● WORK REQUEST
Each entry is to be retyped without alteration, and no picture is to be included.

• • • •

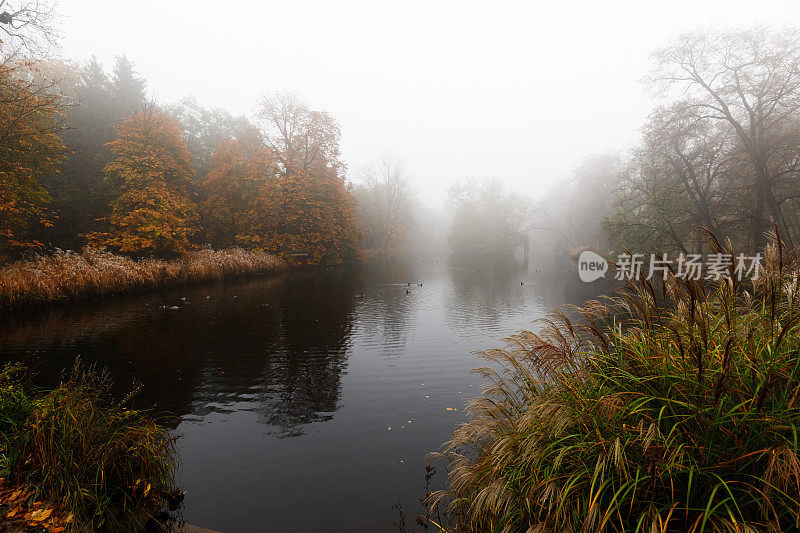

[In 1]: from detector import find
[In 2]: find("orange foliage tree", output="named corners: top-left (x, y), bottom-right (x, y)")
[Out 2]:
top-left (0, 60), bottom-right (65, 261)
top-left (201, 130), bottom-right (273, 247)
top-left (250, 93), bottom-right (359, 264)
top-left (253, 168), bottom-right (359, 264)
top-left (90, 109), bottom-right (198, 256)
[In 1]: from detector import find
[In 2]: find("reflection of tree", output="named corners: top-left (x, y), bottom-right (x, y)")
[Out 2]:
top-left (255, 268), bottom-right (358, 436)
top-left (444, 255), bottom-right (529, 330)
top-left (355, 258), bottom-right (415, 356)
top-left (0, 268), bottom-right (360, 436)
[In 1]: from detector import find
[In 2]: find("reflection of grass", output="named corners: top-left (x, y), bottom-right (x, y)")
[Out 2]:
top-left (0, 360), bottom-right (179, 532)
top-left (0, 247), bottom-right (284, 308)
top-left (434, 234), bottom-right (800, 531)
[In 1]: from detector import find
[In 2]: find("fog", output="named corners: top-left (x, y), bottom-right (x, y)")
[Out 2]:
top-left (56, 0), bottom-right (800, 203)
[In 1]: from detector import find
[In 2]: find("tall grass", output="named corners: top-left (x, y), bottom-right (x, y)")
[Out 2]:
top-left (434, 233), bottom-right (800, 532)
top-left (0, 247), bottom-right (285, 308)
top-left (0, 360), bottom-right (179, 532)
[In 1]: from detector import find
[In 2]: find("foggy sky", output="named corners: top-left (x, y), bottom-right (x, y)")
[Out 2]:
top-left (57, 0), bottom-right (800, 202)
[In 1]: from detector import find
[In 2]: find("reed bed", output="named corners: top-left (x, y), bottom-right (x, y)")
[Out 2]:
top-left (0, 247), bottom-right (285, 308)
top-left (433, 232), bottom-right (800, 532)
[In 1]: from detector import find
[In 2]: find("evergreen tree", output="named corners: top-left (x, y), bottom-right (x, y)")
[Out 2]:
top-left (110, 55), bottom-right (146, 124)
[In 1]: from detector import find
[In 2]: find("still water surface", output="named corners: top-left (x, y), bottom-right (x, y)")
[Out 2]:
top-left (0, 254), bottom-right (607, 532)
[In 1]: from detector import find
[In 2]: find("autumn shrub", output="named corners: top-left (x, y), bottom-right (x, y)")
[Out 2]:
top-left (433, 234), bottom-right (800, 532)
top-left (0, 246), bottom-right (285, 308)
top-left (0, 361), bottom-right (179, 532)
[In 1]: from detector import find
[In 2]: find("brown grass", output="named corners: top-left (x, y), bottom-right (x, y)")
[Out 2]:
top-left (0, 247), bottom-right (285, 309)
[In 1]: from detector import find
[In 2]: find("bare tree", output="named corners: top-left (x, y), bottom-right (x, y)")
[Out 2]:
top-left (648, 27), bottom-right (800, 249)
top-left (642, 105), bottom-right (734, 242)
top-left (354, 156), bottom-right (414, 250)
top-left (256, 92), bottom-right (342, 177)
top-left (0, 0), bottom-right (58, 57)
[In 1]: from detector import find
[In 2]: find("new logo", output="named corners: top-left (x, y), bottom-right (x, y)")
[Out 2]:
top-left (578, 250), bottom-right (608, 282)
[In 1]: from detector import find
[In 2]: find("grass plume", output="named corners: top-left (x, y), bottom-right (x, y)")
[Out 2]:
top-left (433, 233), bottom-right (800, 532)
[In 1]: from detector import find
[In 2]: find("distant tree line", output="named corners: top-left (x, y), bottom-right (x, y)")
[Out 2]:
top-left (534, 27), bottom-right (800, 255)
top-left (447, 179), bottom-right (528, 257)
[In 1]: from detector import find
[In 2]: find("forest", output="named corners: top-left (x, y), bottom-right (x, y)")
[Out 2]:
top-left (4, 11), bottom-right (800, 274)
top-left (2, 51), bottom-right (363, 264)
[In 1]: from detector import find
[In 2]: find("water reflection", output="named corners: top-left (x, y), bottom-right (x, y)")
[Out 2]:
top-left (444, 255), bottom-right (530, 330)
top-left (0, 254), bottom-right (606, 532)
top-left (0, 268), bottom-right (361, 437)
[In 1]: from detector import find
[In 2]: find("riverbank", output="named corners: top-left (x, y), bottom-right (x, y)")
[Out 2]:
top-left (0, 247), bottom-right (286, 309)
top-left (0, 361), bottom-right (180, 532)
top-left (434, 237), bottom-right (800, 531)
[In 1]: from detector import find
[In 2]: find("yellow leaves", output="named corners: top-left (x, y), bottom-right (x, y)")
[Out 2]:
top-left (0, 63), bottom-right (64, 257)
top-left (90, 110), bottom-right (199, 256)
top-left (29, 507), bottom-right (53, 521)
top-left (0, 478), bottom-right (66, 532)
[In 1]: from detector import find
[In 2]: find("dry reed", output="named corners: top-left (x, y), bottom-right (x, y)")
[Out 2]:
top-left (0, 247), bottom-right (285, 309)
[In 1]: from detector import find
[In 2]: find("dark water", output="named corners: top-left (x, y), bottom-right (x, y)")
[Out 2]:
top-left (0, 254), bottom-right (608, 532)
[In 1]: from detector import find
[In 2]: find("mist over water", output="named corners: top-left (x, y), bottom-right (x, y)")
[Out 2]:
top-left (0, 253), bottom-right (610, 531)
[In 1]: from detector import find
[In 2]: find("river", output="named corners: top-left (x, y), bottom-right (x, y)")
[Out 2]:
top-left (0, 253), bottom-right (609, 532)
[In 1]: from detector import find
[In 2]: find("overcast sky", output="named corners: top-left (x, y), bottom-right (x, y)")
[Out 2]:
top-left (56, 0), bottom-right (800, 203)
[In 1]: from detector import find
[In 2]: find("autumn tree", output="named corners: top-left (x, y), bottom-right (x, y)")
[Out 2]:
top-left (0, 59), bottom-right (64, 260)
top-left (252, 93), bottom-right (359, 264)
top-left (168, 96), bottom-right (254, 178)
top-left (90, 109), bottom-right (198, 256)
top-left (202, 129), bottom-right (273, 247)
top-left (253, 168), bottom-right (359, 264)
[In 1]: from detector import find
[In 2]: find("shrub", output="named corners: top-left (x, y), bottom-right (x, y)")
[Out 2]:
top-left (0, 361), bottom-right (179, 532)
top-left (434, 234), bottom-right (800, 532)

• • • •

● TASK SOLUTION
[In 1]: from detector import find
[In 2]: find("orange foliage tree", output="named corners: top-left (x, y), bottom-right (x, y)")
[Out 2]:
top-left (0, 60), bottom-right (65, 261)
top-left (201, 130), bottom-right (273, 247)
top-left (250, 93), bottom-right (359, 264)
top-left (253, 168), bottom-right (359, 264)
top-left (90, 109), bottom-right (198, 256)
[In 1]: from detector import find
[In 2]: find("reflection of tree", output="named corners: top-left (x, y), bottom-right (x, y)")
[Out 2]:
top-left (255, 268), bottom-right (358, 436)
top-left (444, 255), bottom-right (529, 330)
top-left (355, 258), bottom-right (415, 356)
top-left (0, 268), bottom-right (360, 436)
[In 1]: from detector import find
[In 2]: find("reflection of grass", output="named corners: top-left (x, y), bottom-right (x, y)")
[Out 2]:
top-left (0, 360), bottom-right (179, 532)
top-left (0, 247), bottom-right (284, 308)
top-left (434, 234), bottom-right (800, 531)
[In 1]: from detector import find
[In 2]: find("fog", output="named corners: top-left (x, y), bottom-right (x, y)")
[Out 2]:
top-left (56, 0), bottom-right (800, 203)
[In 1]: from detector import find
[In 2]: find("tall grass", output="named corners: top-left (x, y), bottom-right (x, y)")
[Out 2]:
top-left (434, 233), bottom-right (800, 532)
top-left (0, 247), bottom-right (285, 308)
top-left (0, 360), bottom-right (179, 532)
[In 1]: from detector import find
[In 2]: find("foggy sky", output="named corners: top-left (x, y), bottom-right (x, y)")
[Out 2]:
top-left (57, 0), bottom-right (800, 202)
[In 1]: from detector import find
[In 2]: find("reed bed", output="named corners: top-left (x, y), bottom-right (x, y)")
[Out 2]:
top-left (0, 247), bottom-right (285, 308)
top-left (433, 232), bottom-right (800, 532)
[In 1]: from detector import find
[In 2]: find("evergreen tree", output="named corners: top-left (x, y), bottom-right (x, y)")
[Out 2]:
top-left (110, 55), bottom-right (146, 124)
[In 1]: from detector import find
[In 2]: find("still water surface", output="named corners: top-left (x, y), bottom-right (x, y)")
[Out 2]:
top-left (0, 254), bottom-right (607, 532)
[In 1]: from detector import find
[In 2]: find("autumn shrub", output="named corners: top-left (x, y), bottom-right (x, y)")
[Out 2]:
top-left (433, 234), bottom-right (800, 532)
top-left (0, 246), bottom-right (285, 308)
top-left (0, 361), bottom-right (179, 532)
[In 1]: from detector import find
[In 2]: find("brown grass", output="named corners: top-left (x, y), bottom-right (x, y)")
[Out 2]:
top-left (0, 247), bottom-right (285, 309)
[In 1]: from detector import find
[In 2]: find("bare tree", output="named corners: top-left (x, y), bottom-right (x, y)")
[Out 2]:
top-left (648, 27), bottom-right (800, 249)
top-left (642, 105), bottom-right (734, 242)
top-left (354, 156), bottom-right (414, 250)
top-left (256, 92), bottom-right (342, 177)
top-left (0, 0), bottom-right (58, 57)
[In 1]: from detector import find
[In 2]: find("new logo", output="named corners: top-left (x, y), bottom-right (x, y)")
[Out 2]:
top-left (578, 250), bottom-right (608, 282)
[In 1]: from detector import find
[In 2]: find("grass plume", output="named corners: top-left (x, y), bottom-right (x, y)")
[Out 2]:
top-left (433, 233), bottom-right (800, 532)
[In 1]: from detector import find
[In 2]: find("distant tree line", output="named corners: top-left (x, y), bottom-right (x, y)")
[Out 2]:
top-left (534, 27), bottom-right (800, 255)
top-left (447, 179), bottom-right (528, 257)
[In 1]: from detector import find
[In 2]: find("forest", output="named corners: top-left (x, y), bottom-right (x, y)")
[Out 2]:
top-left (4, 11), bottom-right (800, 274)
top-left (2, 51), bottom-right (363, 264)
[In 1]: from detector import find
[In 2]: find("water reflection", output="named corners: top-left (x, y), bottom-right (x, y)")
[Out 2]:
top-left (444, 255), bottom-right (530, 330)
top-left (0, 254), bottom-right (606, 532)
top-left (0, 268), bottom-right (361, 437)
[In 1]: from detector import find
[In 2]: find("riverbank", output="named corners: top-left (x, y), bottom-right (x, y)")
[Out 2]:
top-left (0, 247), bottom-right (286, 309)
top-left (0, 361), bottom-right (180, 532)
top-left (434, 237), bottom-right (800, 531)
[In 1]: from detector import find
[In 2]: find("yellow leaves", output="named corners: top-left (x, y), bottom-right (x, y)")
[Out 2]:
top-left (0, 63), bottom-right (64, 257)
top-left (90, 110), bottom-right (199, 256)
top-left (29, 507), bottom-right (53, 521)
top-left (0, 478), bottom-right (66, 532)
[In 1]: from detector import find
[In 2]: find("dry reed", output="named corners: top-left (x, y), bottom-right (x, y)")
[Out 2]:
top-left (0, 247), bottom-right (285, 309)
[In 1]: from detector import find
[In 2]: find("dark water", output="named corners: top-left (x, y), bottom-right (x, y)")
[Out 2]:
top-left (0, 254), bottom-right (608, 532)
[In 1]: from detector import find
[In 2]: find("mist over water", output="named corners: top-left (x, y), bottom-right (x, y)")
[Out 2]:
top-left (0, 253), bottom-right (610, 531)
[In 1]: from detector import find
[In 2]: find("river", output="named corners: top-left (x, y), bottom-right (x, y)")
[Out 2]:
top-left (0, 253), bottom-right (609, 532)
[In 1]: from detector import find
[In 2]: find("overcast sky", output="named corners: top-left (x, y), bottom-right (x, y)")
[Out 2]:
top-left (56, 0), bottom-right (800, 203)
[In 1]: from detector import find
[In 2]: find("autumn tree", output="named corners: top-left (x, y), bottom-right (x, y)")
[Out 2]:
top-left (0, 59), bottom-right (64, 260)
top-left (252, 93), bottom-right (359, 264)
top-left (168, 96), bottom-right (254, 178)
top-left (90, 109), bottom-right (198, 256)
top-left (202, 129), bottom-right (273, 247)
top-left (253, 168), bottom-right (359, 264)
[In 1]: from detector import find
[In 2]: find("shrub", output="named corners: top-left (x, y), bottom-right (x, y)")
[Out 2]:
top-left (0, 361), bottom-right (179, 532)
top-left (434, 234), bottom-right (800, 532)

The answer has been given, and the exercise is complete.